■ Stated goal ■
Convert the listing below into a JSON list of strings, with one string per line and blank lines omitted.

########

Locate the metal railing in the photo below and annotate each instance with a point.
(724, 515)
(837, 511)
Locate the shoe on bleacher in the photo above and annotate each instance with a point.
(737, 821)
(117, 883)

########

■ Reply ■
[
  "Locate the metal railing in the photo below and annotate each instance with a point.",
  "(724, 515)",
  "(837, 511)",
  "Locate the shoe on bleacher in the photo above and annotate each instance with a point.",
  "(737, 821)",
  "(117, 883)"
]